-- Start of Source records --

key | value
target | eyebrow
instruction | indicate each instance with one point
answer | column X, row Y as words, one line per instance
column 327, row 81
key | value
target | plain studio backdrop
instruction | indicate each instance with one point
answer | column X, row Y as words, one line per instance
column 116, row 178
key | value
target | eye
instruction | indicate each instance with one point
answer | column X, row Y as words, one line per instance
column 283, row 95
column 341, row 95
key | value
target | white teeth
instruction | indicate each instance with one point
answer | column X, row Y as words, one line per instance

-- End of Source records --
-- Start of Source records --

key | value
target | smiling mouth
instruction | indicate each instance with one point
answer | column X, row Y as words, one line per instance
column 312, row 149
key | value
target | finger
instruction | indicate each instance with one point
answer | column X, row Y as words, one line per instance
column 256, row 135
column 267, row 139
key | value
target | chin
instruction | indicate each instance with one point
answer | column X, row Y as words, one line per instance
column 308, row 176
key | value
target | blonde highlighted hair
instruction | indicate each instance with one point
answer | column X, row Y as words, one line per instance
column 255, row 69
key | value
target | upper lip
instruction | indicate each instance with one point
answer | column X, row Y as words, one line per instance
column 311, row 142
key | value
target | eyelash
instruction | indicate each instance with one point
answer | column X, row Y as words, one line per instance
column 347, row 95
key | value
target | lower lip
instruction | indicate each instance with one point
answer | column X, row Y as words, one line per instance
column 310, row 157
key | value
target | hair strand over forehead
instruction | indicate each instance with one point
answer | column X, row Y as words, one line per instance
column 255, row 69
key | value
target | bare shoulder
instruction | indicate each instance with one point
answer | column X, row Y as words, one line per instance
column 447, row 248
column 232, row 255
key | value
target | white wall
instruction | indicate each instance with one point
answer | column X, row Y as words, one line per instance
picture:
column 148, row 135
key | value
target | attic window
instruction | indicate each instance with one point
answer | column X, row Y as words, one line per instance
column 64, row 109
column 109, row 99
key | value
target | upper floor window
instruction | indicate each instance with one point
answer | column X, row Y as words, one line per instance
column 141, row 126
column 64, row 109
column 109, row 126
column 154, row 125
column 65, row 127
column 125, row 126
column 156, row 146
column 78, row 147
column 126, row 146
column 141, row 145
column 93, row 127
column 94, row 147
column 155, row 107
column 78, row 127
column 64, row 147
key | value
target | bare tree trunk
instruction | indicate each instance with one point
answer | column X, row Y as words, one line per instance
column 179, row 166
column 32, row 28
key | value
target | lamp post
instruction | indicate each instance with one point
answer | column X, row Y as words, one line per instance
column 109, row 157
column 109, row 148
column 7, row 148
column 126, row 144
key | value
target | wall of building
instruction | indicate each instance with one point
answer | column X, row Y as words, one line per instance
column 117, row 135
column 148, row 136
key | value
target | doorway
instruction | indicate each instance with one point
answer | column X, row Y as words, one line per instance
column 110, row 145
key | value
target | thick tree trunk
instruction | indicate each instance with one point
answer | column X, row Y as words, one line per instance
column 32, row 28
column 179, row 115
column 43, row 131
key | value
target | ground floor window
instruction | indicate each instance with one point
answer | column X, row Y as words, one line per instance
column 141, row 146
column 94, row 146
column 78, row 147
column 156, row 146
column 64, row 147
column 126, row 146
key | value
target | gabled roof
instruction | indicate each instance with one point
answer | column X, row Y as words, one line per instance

-- End of Source records --
-- Start of Source records --

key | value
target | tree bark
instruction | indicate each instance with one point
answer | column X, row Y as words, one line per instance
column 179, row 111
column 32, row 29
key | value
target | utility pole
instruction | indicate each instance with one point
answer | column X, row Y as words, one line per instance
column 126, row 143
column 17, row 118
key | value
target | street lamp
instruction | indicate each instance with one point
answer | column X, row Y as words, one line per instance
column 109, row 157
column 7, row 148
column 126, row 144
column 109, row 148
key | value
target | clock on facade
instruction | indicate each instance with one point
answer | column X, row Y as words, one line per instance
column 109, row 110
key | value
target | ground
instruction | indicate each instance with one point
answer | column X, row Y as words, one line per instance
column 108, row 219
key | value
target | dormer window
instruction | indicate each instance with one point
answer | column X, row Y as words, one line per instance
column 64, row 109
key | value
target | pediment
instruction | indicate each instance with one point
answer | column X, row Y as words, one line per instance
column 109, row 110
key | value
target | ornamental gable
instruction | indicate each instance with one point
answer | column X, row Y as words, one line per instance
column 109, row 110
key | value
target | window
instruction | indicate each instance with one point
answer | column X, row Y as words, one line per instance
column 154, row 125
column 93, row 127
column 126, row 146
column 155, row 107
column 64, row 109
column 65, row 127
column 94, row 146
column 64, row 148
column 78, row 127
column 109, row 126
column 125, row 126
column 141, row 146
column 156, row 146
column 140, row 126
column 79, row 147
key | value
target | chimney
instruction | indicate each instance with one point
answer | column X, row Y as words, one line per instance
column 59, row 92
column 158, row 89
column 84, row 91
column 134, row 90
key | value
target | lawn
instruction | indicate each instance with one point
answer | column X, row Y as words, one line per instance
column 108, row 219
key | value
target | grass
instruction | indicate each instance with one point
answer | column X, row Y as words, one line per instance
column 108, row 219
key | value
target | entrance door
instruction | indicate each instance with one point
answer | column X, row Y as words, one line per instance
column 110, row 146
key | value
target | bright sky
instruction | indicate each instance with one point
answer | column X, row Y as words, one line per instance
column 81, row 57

-- End of Source records --

To do: Which lines of the material above contain the word "bare"? Copy each of them in full.

Solved problem:
target | bare shoulder
target | bare tree trunk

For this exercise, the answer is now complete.